• Written request: Rescale the part of the records that opens with the line containing "for the window" and closes at the end of the records. Reproduce every line in that span and nothing else, changing only the bounding-box coordinates in the answers: multiply each by 2.6 and round to a whole number, with halves rounded up.

• Provided records:

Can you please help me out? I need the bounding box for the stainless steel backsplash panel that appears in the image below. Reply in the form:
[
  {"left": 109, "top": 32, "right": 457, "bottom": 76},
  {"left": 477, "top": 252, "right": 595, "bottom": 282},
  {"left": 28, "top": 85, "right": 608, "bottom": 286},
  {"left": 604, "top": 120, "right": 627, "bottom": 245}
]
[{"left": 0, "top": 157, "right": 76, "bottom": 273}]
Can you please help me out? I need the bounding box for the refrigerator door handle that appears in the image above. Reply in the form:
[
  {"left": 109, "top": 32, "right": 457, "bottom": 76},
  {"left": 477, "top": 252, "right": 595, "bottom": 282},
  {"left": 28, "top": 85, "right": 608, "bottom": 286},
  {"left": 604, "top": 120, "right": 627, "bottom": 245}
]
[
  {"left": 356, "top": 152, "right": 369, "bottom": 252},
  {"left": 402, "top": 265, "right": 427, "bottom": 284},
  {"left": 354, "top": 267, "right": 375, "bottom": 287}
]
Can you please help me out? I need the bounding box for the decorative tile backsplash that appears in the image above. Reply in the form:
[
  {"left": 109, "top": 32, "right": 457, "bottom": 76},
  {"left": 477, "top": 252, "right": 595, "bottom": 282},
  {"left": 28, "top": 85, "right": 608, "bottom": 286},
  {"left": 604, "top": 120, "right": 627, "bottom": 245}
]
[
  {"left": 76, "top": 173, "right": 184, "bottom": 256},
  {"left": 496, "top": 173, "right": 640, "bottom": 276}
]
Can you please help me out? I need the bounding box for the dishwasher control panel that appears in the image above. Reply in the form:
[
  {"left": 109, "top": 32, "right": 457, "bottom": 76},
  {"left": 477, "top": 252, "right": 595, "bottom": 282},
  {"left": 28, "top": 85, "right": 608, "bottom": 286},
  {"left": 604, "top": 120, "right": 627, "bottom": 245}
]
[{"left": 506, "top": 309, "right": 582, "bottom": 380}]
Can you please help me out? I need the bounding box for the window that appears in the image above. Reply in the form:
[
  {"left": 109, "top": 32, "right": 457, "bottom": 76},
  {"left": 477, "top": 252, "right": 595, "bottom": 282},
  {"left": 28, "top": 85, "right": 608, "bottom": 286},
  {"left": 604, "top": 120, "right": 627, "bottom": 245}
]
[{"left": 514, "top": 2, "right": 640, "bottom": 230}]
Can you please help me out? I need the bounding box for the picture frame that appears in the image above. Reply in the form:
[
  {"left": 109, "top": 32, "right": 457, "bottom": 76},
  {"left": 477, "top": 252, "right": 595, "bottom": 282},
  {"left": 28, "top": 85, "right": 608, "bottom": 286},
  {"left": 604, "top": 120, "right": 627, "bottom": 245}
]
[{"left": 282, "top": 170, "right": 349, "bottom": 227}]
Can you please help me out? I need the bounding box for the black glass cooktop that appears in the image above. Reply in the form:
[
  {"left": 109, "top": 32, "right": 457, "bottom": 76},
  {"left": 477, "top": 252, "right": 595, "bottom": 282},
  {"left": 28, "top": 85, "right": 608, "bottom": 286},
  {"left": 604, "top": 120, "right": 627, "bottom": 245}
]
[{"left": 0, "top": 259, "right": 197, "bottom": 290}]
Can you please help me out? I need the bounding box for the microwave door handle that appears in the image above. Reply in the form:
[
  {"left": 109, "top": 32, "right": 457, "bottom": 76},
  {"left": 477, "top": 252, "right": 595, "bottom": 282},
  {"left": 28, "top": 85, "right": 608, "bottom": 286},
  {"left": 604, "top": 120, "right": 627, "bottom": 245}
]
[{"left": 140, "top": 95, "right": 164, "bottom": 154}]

• Solution to this exercise:
Can you please help me out? I need the bounding box for the window that appears in the image above. Reply in the form:
[
  {"left": 109, "top": 32, "right": 457, "bottom": 76},
  {"left": 477, "top": 252, "right": 595, "bottom": 282},
  {"left": 28, "top": 85, "right": 608, "bottom": 286},
  {"left": 604, "top": 120, "right": 627, "bottom": 245}
]
[{"left": 1336, "top": 5, "right": 1664, "bottom": 598}]
Can you please help me out? I need the bounding box for the picture frame that appears in the image above. Reply in the form:
[
  {"left": 109, "top": 32, "right": 457, "bottom": 76},
  {"left": 477, "top": 252, "right": 595, "bottom": 282},
  {"left": 28, "top": 85, "right": 608, "bottom": 286},
  {"left": 604, "top": 120, "right": 627, "bottom": 245}
]
[{"left": 733, "top": 442, "right": 907, "bottom": 590}]
Can you please help me out? I need the bounding box for the black glass cooktop that appears in the image above. Reply in the form:
[
  {"left": 109, "top": 32, "right": 457, "bottom": 76},
  {"left": 477, "top": 252, "right": 595, "bottom": 282},
  {"left": 28, "top": 85, "right": 608, "bottom": 286},
  {"left": 604, "top": 120, "right": 627, "bottom": 245}
]
[{"left": 0, "top": 673, "right": 512, "bottom": 754}]
Can you please help me out? I need the bounding box for the microwave door handle that appears in the image above. Reply in the form:
[
  {"left": 109, "top": 32, "right": 457, "bottom": 76},
  {"left": 477, "top": 252, "right": 595, "bottom": 282},
  {"left": 28, "top": 85, "right": 608, "bottom": 286},
  {"left": 604, "top": 120, "right": 627, "bottom": 245}
]
[{"left": 364, "top": 247, "right": 426, "bottom": 400}]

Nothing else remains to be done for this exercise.